- Supplied data -
--- BEGIN ---

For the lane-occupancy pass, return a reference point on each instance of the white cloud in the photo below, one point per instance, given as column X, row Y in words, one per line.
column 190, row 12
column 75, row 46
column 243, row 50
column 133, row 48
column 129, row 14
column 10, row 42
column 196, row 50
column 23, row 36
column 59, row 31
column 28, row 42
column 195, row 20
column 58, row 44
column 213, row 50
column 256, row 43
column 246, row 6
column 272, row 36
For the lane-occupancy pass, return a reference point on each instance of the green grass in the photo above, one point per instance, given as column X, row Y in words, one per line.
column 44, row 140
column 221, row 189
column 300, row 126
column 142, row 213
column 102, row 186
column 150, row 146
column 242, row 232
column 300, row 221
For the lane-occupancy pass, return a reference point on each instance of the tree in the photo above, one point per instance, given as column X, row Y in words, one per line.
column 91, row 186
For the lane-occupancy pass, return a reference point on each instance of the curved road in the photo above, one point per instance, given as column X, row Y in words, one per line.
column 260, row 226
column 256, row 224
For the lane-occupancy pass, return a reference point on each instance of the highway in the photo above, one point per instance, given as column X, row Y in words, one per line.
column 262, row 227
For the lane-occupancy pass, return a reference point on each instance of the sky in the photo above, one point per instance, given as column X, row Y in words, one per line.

--- END ---
--- BEGIN ---

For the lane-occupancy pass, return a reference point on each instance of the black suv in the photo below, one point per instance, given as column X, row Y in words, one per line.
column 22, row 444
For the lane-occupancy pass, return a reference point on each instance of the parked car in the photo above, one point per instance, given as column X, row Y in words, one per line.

--- END ---

- Written instruction -
Copy out the data that opens with the line containing "of the black" and closes with the line containing "of the parked", both of those lines included, reproducing each one without any change.

- Reply -
For the lane-occupancy pass, return a reference point on each instance of the black suv in the photo below, one point per instance, given as column X, row Y in words, one per line.
column 22, row 444
For the lane-occupancy pass, return a reference point on each instance of the parked car in the photo above, one point per instance, given as column X, row Y in words, one per line.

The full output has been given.